> Do this
Can you arrange every line of the rows below as one numbered list, skipping the blank lines?

[Recorded data]
┌──
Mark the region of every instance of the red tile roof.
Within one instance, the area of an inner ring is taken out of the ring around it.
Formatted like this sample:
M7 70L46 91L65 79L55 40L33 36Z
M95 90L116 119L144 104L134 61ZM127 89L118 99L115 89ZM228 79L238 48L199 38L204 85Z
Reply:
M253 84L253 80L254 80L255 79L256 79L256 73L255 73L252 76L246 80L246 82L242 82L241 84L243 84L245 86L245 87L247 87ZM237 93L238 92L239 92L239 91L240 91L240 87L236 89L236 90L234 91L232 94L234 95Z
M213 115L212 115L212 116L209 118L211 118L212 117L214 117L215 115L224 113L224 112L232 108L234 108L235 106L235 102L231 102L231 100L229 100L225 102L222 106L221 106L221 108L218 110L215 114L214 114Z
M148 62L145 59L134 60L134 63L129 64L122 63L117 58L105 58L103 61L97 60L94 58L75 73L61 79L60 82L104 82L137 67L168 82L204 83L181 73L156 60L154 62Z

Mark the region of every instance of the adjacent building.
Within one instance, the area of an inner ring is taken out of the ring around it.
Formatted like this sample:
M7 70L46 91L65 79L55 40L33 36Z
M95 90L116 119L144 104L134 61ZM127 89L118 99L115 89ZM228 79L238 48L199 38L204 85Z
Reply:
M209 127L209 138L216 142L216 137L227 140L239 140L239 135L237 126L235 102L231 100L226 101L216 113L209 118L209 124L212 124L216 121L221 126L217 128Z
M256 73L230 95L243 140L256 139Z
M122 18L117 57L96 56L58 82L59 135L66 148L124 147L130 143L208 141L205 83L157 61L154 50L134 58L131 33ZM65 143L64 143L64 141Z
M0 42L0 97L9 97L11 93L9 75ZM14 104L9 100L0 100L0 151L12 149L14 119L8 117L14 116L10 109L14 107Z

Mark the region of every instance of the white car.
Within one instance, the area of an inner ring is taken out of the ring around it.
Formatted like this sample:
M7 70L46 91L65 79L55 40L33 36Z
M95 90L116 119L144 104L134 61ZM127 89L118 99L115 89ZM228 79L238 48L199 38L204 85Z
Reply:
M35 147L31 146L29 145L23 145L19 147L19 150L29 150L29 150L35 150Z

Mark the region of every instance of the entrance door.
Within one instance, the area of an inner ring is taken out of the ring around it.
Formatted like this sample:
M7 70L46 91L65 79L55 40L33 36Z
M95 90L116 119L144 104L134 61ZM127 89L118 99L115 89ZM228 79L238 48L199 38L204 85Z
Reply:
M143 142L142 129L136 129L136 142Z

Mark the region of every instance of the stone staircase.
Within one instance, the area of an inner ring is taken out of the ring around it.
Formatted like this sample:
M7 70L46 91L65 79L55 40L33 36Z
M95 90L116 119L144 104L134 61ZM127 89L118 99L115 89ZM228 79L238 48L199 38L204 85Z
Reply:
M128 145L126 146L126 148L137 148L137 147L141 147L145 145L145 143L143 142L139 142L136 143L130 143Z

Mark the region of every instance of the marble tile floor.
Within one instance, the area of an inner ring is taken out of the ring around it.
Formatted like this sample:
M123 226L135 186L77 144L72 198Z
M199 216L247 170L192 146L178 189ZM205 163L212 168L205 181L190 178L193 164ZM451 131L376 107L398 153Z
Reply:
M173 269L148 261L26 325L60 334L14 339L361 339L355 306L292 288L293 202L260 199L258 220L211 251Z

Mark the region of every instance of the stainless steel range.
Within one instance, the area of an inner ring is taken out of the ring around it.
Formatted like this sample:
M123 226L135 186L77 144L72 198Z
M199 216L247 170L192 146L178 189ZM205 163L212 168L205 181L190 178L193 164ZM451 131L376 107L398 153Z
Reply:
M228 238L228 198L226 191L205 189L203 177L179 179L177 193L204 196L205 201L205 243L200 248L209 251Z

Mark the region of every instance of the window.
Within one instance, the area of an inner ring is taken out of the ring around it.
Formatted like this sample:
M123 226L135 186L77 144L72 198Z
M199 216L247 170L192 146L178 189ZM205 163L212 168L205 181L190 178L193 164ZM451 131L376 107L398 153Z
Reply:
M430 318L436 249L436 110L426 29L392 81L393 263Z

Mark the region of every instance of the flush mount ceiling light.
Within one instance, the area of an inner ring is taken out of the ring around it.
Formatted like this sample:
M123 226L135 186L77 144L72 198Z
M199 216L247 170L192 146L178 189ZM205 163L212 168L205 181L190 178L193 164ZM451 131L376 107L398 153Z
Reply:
└──
> Finished exercise
1. Mark the region of every instance of the red tile roof.
2. Within one instance, the area of an inner ring is taken out of the ring around it.
3. Formatted like this sample:
4. M7 70L46 91L65 79L55 40L33 36Z
5. M95 90L116 119L144 104L134 61ZM127 89L118 99L115 89ZM228 79L238 48L199 38L204 85Z
6. Reply:
7. M253 84L253 80L254 80L255 79L256 79L256 73L255 73L252 76L246 80L246 82L242 82L241 84L243 84L245 86L245 87L247 87ZM237 93L238 92L239 92L239 91L240 91L240 87L236 89L236 90L234 91L232 94L234 95Z
8. M213 115L212 115L212 116L209 118L211 118L212 117L214 117L215 115L224 113L224 112L232 108L234 108L235 106L235 102L231 102L231 100L229 100L225 102L222 106L221 106L221 108L218 110L215 114L214 114Z
9. M148 62L145 59L134 60L134 63L129 64L122 63L117 58L105 58L103 61L97 60L94 58L75 73L61 79L60 82L104 82L137 67L168 82L204 83L181 73L156 60L154 62Z
10. Mark the region of every instance of the adjacent building.
11. Within one instance, the area of an inner ring is taken out of the ring around it.
12. Formatted like this sample:
13. M7 70L46 91L65 79L55 40L33 36Z
14. M95 90L116 119L144 104L134 61ZM127 89L118 99L115 89ZM228 79L238 48L199 38L204 85Z
15. Reply:
16. M209 127L209 138L216 142L216 137L227 140L239 140L239 135L237 126L235 102L231 100L226 101L216 113L209 118L209 124L212 124L216 121L221 126L217 128Z
17. M256 73L230 95L243 140L256 139Z
18. M122 18L117 57L96 56L58 82L59 135L66 148L124 147L130 143L208 141L205 83L157 61L154 50L134 58L131 33ZM65 143L64 143L64 141Z
19. M0 42L0 97L9 97L11 93L9 75ZM14 104L9 100L0 100L0 151L12 149L14 119L8 117L14 116L10 109L14 107Z
20. Mark the region of every instance of the white car.
21. Within one instance, the area of an inner ring is taken out of the ring around it.
22. Formatted like this sample:
23. M7 70L46 91L65 79L55 40L33 36Z
24. M95 90L116 119L144 104L134 61ZM127 89L118 99L115 89ZM228 79L238 48L199 38L204 85Z
25. Reply:
26. M35 147L31 146L29 145L23 145L19 147L19 150L29 150L29 150L35 150Z
27. Mark the region of every instance of the entrance door.
28. Within one instance, the area of an inner ring is taken out of the ring around it.
29. Formatted like this sample:
30. M7 70L46 91L65 79L55 40L33 36Z
31. M95 90L116 119L144 104L134 61ZM127 89L118 99L115 89ZM228 79L238 48L199 38L204 85Z
32. Reply:
33. M143 142L142 129L136 129L136 142Z
34. Mark the region of every instance of the stone staircase.
35. Within one instance, the area of an inner ring is taken out of the ring around it.
36. Formatted like this sample:
37. M7 70L46 91L65 79L55 40L33 36Z
38. M95 90L116 119L144 104L134 61ZM127 89L118 99L115 89ZM228 79L238 48L199 38L204 85Z
39. Reply:
40. M128 145L126 146L126 148L137 148L137 147L141 147L145 145L145 143L143 142L139 142L136 143L130 143Z
41. Mark the region of every instance of the marble tile floor.
42. Within one instance, the area of an inner ring is taken out of the ring around it.
43. Formatted like this sample:
44. M123 226L135 186L77 144L72 198Z
45. M199 216L247 170L192 146L178 189ZM205 163L212 168L205 181L190 178L193 164ZM451 131L376 107L398 153Z
46. Reply:
47. M173 269L148 261L26 325L60 334L14 339L361 339L355 306L292 288L293 202L260 199L258 220L211 251Z
48. Mark the region of every instance of the stainless steel range.
49. Within one instance, the area of an inner ring is taken out of the ring around it.
50. Formatted like this sample:
51. M123 226L135 186L77 144L72 198Z
52. M199 216L247 170L192 146L178 189ZM205 163L212 168L205 181L190 178L193 164ZM451 131L376 107L398 153Z
53. Reply:
54. M228 238L228 198L226 191L205 189L203 177L179 179L177 193L204 196L205 201L205 243L200 248L209 251Z
55. Mark the region of every instance of the window.
56. Within one instance, the area of an inner ring is taken out of the ring around it.
57. Formatted like this sample:
58. M123 226L135 186L77 144L72 198Z
59. M199 216L247 170L192 146L178 189ZM205 163L212 168L205 181L190 178L193 164ZM451 131L376 107L398 153Z
60. Reply:
61. M430 318L436 249L436 110L426 29L392 81L393 263Z
62. Mark the region of every instance of the flush mount ceiling light.
63. Within one instance, the area of an inner ring is taken out of the ring around it.
64. Formatted like this sample:
65. M123 226L135 186L77 144L72 198Z
66. M199 216L247 170L192 146L178 189ZM205 163L212 168L205 181L190 178L193 164ZM451 131L376 107L398 153Z
67. Reply:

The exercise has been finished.